[BEGIN Supplied data]

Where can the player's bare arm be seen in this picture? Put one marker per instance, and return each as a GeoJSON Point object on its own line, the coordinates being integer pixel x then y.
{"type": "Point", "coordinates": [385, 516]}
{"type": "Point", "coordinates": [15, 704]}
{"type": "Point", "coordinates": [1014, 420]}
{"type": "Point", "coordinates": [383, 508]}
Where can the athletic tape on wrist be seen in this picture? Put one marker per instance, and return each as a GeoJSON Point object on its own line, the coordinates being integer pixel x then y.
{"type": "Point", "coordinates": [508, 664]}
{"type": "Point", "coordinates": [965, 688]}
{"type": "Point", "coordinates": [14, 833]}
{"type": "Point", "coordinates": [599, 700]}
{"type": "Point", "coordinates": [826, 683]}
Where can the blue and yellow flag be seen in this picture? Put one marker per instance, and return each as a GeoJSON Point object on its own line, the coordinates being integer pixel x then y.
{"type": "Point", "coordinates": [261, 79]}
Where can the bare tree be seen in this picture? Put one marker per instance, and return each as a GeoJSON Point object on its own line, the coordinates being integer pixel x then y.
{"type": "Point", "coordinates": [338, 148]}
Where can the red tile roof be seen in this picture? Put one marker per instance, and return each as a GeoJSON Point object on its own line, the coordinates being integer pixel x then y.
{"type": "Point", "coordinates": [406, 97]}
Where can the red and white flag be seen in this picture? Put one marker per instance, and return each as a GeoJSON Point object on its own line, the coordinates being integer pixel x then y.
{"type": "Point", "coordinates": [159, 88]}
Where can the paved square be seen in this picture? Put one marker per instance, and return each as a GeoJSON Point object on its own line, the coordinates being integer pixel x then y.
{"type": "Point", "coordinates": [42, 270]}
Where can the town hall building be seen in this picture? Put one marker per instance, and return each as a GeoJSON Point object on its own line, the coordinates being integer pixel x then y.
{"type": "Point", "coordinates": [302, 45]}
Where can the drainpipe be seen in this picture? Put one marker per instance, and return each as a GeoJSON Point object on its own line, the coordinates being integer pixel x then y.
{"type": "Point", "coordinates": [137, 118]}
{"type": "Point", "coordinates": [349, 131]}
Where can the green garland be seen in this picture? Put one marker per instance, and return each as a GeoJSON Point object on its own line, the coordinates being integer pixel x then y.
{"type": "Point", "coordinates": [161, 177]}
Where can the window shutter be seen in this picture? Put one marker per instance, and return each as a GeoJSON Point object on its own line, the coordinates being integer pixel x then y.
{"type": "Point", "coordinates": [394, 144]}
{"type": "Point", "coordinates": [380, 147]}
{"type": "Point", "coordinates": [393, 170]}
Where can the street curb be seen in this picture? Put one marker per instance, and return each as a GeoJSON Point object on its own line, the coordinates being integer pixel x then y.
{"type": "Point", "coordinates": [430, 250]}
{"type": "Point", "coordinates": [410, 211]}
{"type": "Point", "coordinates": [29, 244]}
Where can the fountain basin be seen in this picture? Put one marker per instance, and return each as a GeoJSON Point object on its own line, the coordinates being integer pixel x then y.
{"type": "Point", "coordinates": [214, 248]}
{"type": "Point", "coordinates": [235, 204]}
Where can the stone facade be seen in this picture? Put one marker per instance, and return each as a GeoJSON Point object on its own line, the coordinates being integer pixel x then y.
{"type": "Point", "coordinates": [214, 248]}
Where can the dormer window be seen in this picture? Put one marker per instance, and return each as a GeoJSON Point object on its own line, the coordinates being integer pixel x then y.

[END Supplied data]

» Direction
Arrange the lines above as a numbered list, omitting any blank lines.

» Solution
1. Where can the player's bare arm be seen in this picture? Put one marker per instance, and return each as a GeoJSON Point object on its own line, the coordinates being integer pixel x then y.
2. {"type": "Point", "coordinates": [385, 516]}
3. {"type": "Point", "coordinates": [15, 704]}
4. {"type": "Point", "coordinates": [1014, 420]}
5. {"type": "Point", "coordinates": [383, 508]}
6. Where can the athletic tape on wrist be seen in this picture? Put one marker per instance, and return each as a GeoJSON Point object on its own line, the coordinates being integer pixel x then y.
7. {"type": "Point", "coordinates": [508, 664]}
8. {"type": "Point", "coordinates": [965, 688]}
9. {"type": "Point", "coordinates": [14, 833]}
10. {"type": "Point", "coordinates": [599, 700]}
11. {"type": "Point", "coordinates": [826, 683]}
12. Where can the blue and yellow flag be seen in this picture? Put one marker per instance, and return each as a GeoJSON Point object on its own line, the coordinates being integer pixel x then y.
13. {"type": "Point", "coordinates": [261, 79]}
14. Where can the bare tree be seen in this picture? Put one marker per instance, and return each as a GeoJSON Point object on its own line, the coordinates being integer pixel x then y.
15. {"type": "Point", "coordinates": [338, 148]}
16. Where can the red tile roof be seen in this picture? Put one marker per instance, and return each as a GeoJSON Point object on its own line, the coordinates being integer pixel x then y.
17. {"type": "Point", "coordinates": [406, 97]}
18. Where can the red and white flag be seen in this picture? Put one marker per instance, and return each as a GeoJSON Point object on its own line, the coordinates being integer pixel x then y.
19. {"type": "Point", "coordinates": [159, 88]}
20. Where can the paved square be seen in this picture? Put one marker per instance, and return each as a GeoJSON Point object on its own line, the coordinates being integer pixel x then y.
21. {"type": "Point", "coordinates": [42, 270]}
22. Where can the town hall building be seen in this picture? Put one marker per instance, and return each as a GeoJSON Point object on its own line, the coordinates being integer pixel x then y.
23. {"type": "Point", "coordinates": [302, 45]}
24. Where can the drainpipe be seen in this picture? Put one marker per instance, and return each as a GeoJSON Point object on its own line, the coordinates being integer pixel x then y.
25. {"type": "Point", "coordinates": [137, 118]}
26. {"type": "Point", "coordinates": [349, 131]}
27. Where can the green garland be seen in this picture? Put one marker per instance, and return each as a GeoJSON Point object on its own line, the coordinates being integer pixel x then y.
28. {"type": "Point", "coordinates": [161, 177]}
29. Where can the window shutter be seen in this picture? Put one marker per instance, and return each as a GeoJSON Point object on its own line, the coordinates being integer pixel x then y.
30. {"type": "Point", "coordinates": [394, 144]}
31. {"type": "Point", "coordinates": [380, 147]}
32. {"type": "Point", "coordinates": [393, 170]}
33. Where can the street curb be seen in this picture? Put one marker per instance, and return each as a GeoJSON Point object on its own line, the coordinates being integer pixel x then y.
34. {"type": "Point", "coordinates": [430, 250]}
35. {"type": "Point", "coordinates": [410, 211]}
36. {"type": "Point", "coordinates": [29, 244]}
37. Where can the fountain basin be seen in this picture? Put one marker per instance, and return each as a GeoJSON Point object on its own line, the coordinates being integer pixel x then y.
38. {"type": "Point", "coordinates": [214, 248]}
39. {"type": "Point", "coordinates": [235, 204]}
40. Where can the stone facade be seen in this picture? Put one marker per instance, and return each as a GeoJSON Point object on its own line, the coordinates being integer pixel x then y.
41. {"type": "Point", "coordinates": [214, 248]}
42. Where can the dormer window be seen in this picture? Put one marker per instance, and return each as a GeoJSON Point object on its own line, the coordinates being integer pixel x then y.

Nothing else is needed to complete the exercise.